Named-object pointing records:
+ + + +
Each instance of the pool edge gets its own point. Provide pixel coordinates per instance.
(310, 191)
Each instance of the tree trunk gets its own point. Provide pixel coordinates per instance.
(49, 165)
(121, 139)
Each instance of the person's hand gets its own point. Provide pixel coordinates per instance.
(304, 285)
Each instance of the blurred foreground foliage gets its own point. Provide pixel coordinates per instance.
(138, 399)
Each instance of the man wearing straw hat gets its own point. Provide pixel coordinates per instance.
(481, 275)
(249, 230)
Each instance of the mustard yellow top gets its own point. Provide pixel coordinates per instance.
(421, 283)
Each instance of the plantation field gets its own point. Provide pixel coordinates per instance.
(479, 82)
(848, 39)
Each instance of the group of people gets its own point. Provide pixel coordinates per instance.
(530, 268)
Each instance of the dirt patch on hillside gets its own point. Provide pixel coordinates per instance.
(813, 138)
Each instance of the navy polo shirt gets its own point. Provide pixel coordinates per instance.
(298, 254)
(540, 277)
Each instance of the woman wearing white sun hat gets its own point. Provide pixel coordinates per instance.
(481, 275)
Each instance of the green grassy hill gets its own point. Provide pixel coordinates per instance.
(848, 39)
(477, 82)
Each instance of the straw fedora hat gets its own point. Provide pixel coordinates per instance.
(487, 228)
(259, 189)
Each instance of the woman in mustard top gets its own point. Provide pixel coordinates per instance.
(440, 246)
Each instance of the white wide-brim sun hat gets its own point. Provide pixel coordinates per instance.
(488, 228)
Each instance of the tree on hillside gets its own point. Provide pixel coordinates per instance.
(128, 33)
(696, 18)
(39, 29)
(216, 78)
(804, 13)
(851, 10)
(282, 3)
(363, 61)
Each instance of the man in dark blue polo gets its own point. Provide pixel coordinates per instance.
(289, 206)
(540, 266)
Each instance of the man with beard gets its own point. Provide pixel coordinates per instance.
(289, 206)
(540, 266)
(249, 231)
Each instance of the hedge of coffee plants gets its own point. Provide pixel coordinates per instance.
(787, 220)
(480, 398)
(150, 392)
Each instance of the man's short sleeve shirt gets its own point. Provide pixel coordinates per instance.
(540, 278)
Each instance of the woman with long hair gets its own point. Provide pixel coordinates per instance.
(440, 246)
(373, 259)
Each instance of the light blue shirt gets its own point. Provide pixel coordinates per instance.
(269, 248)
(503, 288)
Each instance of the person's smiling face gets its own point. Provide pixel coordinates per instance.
+ + + +
▶ _Goal of the exercise_
Repeat exactly, and only, the lines from the one containing "Each instance of the woman wearing" through the end of the material.

▶ _Complete answer_
Each instance of the woman wearing white sun hat gets its own point. Provide pixel coordinates per instance.
(481, 275)
Each instance of the green grassy hill gets its own point. Provide pixel coordinates per instance.
(848, 39)
(477, 82)
Each instance of the straw fedora hat gets its own point. Provide pixel coordinates per instance.
(487, 228)
(259, 189)
Each instance of the woman in mustard top gets its own point. Provide pixel coordinates per instance.
(440, 246)
Each instance of the white wide-brim sun hat gets its own point. Provide pixel coordinates per instance.
(488, 228)
Each instance of the tree on hillside gets its own point. Provide pixel coordinates per instance.
(128, 33)
(696, 18)
(39, 29)
(216, 78)
(804, 13)
(851, 10)
(282, 3)
(363, 61)
Each instance of the man in dark blue polo gets its own point. Provide pixel coordinates per instance.
(289, 206)
(540, 266)
Each instance of the man with beard gets its own point. Provide pixel coordinates per instance.
(289, 206)
(540, 266)
(249, 231)
Each instance of the hedge of coffee plants gets its own point. Provide pixel coordinates per instance.
(787, 220)
(480, 398)
(150, 392)
Each instance of the man's short sleeve shirt gets its own point. Provide pixel coordinates per instance.
(540, 278)
Each instance of the woman with long hair gets its own point. Provide pixel coordinates per instance.
(440, 246)
(373, 259)
Each instance of the light blue shirt gets its own point. Provide pixel coordinates per instance.
(269, 248)
(503, 288)
Each instance of the person's smiling face gets its own point. Provide pixel coordinates per instance.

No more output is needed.